--- BEGIN Dataset records ---

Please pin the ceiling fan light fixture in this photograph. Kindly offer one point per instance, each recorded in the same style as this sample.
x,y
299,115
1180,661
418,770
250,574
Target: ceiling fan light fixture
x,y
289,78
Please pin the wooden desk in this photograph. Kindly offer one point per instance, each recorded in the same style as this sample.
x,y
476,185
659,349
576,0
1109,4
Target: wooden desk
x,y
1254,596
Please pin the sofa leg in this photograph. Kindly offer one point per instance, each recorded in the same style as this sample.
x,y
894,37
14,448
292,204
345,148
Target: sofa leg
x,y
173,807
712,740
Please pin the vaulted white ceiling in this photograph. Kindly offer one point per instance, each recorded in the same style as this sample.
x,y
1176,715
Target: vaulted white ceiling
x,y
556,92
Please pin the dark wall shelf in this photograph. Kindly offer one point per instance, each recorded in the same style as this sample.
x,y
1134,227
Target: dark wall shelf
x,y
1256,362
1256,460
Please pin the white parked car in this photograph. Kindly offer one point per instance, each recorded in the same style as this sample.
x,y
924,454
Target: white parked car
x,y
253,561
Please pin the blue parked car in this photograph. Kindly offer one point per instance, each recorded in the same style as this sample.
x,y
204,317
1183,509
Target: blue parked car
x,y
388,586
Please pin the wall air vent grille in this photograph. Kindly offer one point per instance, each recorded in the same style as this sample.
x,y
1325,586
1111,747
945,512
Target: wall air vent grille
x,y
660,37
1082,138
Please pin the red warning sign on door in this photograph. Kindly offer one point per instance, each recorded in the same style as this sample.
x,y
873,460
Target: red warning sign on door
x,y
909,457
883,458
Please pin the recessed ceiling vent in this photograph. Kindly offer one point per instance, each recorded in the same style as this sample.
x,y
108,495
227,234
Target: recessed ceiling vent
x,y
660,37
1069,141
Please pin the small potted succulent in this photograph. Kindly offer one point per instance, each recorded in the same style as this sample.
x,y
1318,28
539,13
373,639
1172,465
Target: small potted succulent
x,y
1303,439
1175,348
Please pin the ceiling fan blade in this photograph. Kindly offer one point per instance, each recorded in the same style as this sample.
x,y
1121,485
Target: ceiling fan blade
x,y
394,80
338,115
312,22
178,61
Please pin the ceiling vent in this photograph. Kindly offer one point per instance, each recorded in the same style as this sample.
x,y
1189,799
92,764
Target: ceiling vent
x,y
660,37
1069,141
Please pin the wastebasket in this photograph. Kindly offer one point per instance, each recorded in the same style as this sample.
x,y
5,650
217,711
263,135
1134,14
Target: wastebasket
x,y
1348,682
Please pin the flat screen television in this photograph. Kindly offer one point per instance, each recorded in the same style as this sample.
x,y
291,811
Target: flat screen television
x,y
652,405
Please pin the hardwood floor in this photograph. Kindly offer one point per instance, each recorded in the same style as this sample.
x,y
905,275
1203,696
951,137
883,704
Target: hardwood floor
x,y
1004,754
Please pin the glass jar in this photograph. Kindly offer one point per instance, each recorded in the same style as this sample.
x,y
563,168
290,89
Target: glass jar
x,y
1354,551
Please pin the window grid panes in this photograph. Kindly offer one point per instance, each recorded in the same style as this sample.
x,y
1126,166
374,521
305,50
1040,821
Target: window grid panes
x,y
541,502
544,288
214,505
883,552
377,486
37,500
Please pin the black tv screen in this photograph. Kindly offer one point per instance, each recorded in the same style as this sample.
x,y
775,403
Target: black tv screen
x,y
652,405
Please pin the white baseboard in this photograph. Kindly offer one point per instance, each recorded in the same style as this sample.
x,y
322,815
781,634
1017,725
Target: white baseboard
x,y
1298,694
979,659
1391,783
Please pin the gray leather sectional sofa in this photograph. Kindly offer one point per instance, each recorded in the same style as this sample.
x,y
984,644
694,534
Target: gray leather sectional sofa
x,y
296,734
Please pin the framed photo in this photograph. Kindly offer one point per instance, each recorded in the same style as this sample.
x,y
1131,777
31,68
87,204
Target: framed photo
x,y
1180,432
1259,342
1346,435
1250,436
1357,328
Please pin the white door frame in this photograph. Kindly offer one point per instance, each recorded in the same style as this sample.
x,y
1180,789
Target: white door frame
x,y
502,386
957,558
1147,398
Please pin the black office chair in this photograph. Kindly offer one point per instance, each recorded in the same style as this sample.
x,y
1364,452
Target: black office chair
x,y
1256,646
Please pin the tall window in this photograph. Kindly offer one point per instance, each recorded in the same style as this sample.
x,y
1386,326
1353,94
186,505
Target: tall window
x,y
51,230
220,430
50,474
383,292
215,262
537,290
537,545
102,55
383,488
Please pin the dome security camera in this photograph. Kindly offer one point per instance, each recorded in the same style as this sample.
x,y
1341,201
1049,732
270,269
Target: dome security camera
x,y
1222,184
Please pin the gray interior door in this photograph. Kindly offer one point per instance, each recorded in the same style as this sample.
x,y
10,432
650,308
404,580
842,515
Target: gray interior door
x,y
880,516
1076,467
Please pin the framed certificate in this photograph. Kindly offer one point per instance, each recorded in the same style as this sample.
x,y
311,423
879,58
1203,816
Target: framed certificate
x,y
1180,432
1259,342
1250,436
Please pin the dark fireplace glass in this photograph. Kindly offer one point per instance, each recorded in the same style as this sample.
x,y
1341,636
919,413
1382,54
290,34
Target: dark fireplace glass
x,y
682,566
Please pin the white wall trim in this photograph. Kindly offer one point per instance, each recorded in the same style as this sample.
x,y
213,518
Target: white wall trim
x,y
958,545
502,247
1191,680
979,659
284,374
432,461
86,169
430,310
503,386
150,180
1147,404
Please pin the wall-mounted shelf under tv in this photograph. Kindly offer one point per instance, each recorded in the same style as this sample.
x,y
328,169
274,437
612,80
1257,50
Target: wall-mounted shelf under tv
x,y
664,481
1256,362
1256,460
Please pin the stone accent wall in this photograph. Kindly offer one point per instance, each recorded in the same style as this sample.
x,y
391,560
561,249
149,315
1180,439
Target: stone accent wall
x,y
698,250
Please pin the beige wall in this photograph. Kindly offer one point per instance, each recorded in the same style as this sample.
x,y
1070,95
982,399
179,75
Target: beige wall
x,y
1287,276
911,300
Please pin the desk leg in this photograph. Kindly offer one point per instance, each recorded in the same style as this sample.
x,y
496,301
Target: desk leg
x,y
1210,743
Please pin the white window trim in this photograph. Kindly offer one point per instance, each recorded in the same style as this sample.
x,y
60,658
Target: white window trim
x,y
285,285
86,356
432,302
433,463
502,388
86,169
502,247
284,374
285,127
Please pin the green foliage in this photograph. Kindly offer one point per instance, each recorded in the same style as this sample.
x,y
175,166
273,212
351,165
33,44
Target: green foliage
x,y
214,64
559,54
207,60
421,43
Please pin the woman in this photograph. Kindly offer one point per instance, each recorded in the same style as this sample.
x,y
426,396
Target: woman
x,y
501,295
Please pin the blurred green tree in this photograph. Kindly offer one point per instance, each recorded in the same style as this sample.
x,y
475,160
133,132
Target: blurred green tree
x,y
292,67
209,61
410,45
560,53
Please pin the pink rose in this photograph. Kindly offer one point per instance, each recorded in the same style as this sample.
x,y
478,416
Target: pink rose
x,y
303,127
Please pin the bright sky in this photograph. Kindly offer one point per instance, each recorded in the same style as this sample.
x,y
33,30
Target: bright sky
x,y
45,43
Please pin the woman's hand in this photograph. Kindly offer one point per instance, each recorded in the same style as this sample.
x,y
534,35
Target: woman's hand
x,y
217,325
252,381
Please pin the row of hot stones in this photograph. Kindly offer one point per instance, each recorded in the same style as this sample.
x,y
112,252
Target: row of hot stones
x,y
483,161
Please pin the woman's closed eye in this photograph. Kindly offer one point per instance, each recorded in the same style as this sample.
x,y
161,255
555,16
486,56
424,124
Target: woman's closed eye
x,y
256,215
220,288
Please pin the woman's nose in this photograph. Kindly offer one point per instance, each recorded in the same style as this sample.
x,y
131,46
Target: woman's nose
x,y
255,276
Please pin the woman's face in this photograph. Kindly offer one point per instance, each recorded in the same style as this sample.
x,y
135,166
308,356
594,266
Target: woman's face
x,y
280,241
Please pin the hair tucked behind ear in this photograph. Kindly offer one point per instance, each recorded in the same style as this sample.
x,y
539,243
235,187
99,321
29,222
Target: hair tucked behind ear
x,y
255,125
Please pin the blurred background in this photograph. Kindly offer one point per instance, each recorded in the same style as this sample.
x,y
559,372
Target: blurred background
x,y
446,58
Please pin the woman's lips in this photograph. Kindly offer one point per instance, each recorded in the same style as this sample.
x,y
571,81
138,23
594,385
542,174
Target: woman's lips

--- END Dataset records ---

- **Directive**
Output exactly the lines above, from the one holding "Please pin the hair" through the end of the data, including the first and last.

- **Completed task**
Please pin the hair tucked behind ear in this photograph. Kindly offer one point per instance, each recorded in the same style as this sample.
x,y
539,243
235,187
99,321
29,222
Target: hair tucked behind ear
x,y
255,125
Please pin the blurred background in this photograph. Kindly offer one point per instance, each recorded in the same style as this sample.
x,y
559,372
Target: blurred background
x,y
446,58
Please pin the woman's lips in this photograph. Kindly offer one point per instance, each recorded in the same style as this sample.
x,y
571,81
138,23
594,385
542,174
Target: woman's lips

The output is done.